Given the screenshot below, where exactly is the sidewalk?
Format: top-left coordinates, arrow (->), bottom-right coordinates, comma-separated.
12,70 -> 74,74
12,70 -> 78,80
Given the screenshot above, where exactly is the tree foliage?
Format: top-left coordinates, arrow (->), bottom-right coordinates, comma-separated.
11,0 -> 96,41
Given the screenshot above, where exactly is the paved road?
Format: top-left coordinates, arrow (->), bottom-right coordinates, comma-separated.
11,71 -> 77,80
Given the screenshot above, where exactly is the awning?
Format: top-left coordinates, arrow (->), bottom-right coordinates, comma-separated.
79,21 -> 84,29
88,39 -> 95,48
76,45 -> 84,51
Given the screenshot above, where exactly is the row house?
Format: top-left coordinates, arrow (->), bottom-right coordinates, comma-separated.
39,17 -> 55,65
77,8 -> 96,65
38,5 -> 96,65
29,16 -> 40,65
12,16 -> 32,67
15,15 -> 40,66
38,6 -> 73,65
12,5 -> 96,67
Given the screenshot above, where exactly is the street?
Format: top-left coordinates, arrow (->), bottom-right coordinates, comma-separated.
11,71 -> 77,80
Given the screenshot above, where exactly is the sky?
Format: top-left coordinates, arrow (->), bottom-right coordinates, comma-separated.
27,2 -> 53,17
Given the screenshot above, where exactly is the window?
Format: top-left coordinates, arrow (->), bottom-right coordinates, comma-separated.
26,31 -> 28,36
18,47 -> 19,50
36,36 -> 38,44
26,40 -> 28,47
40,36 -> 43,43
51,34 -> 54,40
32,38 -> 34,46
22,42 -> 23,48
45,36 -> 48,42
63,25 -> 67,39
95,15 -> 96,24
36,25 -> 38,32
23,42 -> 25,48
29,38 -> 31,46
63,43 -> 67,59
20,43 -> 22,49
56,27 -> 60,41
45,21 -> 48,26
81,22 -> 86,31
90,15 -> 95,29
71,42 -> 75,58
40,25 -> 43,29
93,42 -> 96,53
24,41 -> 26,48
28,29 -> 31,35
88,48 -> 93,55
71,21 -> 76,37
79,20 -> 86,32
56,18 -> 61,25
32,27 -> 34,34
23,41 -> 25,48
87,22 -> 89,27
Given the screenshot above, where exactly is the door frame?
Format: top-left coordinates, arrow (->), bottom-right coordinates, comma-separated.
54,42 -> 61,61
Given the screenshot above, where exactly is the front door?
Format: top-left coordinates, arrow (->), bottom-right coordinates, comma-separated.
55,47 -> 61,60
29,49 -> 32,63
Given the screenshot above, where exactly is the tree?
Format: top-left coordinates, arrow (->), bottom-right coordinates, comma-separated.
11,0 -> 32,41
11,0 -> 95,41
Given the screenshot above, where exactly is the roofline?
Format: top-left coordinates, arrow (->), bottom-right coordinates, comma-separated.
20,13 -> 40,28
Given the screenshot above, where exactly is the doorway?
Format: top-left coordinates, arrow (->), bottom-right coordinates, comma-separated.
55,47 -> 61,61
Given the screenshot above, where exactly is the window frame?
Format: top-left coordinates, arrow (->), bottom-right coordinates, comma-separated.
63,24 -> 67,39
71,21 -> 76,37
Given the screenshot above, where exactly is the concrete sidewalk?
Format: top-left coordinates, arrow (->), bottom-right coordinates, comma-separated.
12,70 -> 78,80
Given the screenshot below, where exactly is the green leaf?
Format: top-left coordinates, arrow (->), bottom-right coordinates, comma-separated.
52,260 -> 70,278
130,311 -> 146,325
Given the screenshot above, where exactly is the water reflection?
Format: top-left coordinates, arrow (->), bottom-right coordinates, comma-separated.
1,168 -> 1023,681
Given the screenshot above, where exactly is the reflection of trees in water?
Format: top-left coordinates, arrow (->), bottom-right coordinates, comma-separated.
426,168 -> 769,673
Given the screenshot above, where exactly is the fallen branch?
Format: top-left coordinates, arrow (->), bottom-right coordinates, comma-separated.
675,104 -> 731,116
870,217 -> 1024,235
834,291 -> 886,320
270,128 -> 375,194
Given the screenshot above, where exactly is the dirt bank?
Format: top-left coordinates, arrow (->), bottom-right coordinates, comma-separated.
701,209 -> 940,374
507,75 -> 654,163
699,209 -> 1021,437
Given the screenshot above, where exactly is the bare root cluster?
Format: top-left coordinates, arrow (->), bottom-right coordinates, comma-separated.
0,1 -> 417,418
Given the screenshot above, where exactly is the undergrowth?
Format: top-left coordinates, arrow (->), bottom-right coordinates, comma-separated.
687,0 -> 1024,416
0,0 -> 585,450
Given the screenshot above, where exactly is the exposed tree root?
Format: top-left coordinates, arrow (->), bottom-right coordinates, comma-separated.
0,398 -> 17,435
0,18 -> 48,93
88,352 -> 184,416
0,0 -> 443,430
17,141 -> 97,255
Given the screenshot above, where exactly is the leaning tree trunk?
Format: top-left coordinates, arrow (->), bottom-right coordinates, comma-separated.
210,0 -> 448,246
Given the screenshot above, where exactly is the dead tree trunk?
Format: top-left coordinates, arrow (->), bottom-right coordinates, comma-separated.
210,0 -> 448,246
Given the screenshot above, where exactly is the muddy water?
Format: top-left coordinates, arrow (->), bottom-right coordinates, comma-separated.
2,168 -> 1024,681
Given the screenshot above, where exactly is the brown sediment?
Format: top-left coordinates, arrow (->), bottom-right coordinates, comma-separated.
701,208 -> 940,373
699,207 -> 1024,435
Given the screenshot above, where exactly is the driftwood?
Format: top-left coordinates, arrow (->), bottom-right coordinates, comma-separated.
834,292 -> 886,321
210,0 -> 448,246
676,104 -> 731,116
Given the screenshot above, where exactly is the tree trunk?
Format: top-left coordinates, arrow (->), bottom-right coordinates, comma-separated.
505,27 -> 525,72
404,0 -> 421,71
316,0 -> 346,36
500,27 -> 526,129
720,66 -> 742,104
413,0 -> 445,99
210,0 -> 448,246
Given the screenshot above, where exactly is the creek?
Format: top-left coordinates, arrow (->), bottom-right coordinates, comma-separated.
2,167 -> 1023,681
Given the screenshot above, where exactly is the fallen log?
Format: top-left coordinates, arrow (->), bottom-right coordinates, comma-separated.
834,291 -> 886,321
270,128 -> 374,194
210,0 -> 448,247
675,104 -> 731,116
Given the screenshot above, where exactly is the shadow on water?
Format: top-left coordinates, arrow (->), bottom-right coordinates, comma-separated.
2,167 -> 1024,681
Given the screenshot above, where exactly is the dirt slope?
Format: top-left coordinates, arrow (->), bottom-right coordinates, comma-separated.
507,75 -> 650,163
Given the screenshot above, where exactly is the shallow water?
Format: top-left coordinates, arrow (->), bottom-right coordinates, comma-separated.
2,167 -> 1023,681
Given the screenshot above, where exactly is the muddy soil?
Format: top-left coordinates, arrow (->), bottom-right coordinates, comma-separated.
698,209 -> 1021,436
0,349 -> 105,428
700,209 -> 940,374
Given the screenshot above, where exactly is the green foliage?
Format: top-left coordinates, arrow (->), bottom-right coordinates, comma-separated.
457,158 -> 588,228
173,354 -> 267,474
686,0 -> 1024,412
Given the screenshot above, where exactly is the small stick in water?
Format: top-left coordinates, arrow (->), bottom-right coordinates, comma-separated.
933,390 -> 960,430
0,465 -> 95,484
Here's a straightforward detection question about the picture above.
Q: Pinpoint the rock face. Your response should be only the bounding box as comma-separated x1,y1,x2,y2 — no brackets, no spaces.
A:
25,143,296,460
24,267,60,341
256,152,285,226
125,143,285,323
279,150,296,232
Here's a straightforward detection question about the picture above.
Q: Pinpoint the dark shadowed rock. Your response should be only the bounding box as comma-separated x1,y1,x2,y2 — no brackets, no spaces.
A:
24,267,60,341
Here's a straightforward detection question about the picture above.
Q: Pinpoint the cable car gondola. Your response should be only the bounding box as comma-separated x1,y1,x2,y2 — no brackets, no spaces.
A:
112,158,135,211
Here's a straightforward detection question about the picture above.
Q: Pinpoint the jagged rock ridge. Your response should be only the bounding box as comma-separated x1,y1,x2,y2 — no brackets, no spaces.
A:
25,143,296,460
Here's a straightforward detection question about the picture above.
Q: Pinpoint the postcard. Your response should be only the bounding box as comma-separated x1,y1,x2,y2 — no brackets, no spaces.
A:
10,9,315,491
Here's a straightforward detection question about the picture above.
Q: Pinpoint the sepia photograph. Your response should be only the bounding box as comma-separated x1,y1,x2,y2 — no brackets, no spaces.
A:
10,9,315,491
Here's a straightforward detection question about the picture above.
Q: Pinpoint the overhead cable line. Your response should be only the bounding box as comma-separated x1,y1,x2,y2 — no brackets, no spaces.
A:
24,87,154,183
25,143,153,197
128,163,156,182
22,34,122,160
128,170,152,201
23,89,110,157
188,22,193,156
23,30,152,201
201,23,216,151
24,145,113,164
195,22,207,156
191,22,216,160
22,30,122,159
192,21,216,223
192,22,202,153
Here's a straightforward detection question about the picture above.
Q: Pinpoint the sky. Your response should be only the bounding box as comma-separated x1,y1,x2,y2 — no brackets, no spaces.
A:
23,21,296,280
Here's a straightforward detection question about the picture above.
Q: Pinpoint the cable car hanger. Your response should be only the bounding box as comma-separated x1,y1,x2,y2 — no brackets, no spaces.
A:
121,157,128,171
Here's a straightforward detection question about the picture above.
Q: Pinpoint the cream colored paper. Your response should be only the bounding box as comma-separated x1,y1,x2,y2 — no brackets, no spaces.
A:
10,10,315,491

..........

*What is required*
Nothing but a number belongs in the answer: the tally of lines in the data holding "foliage".

*Response to this task*
2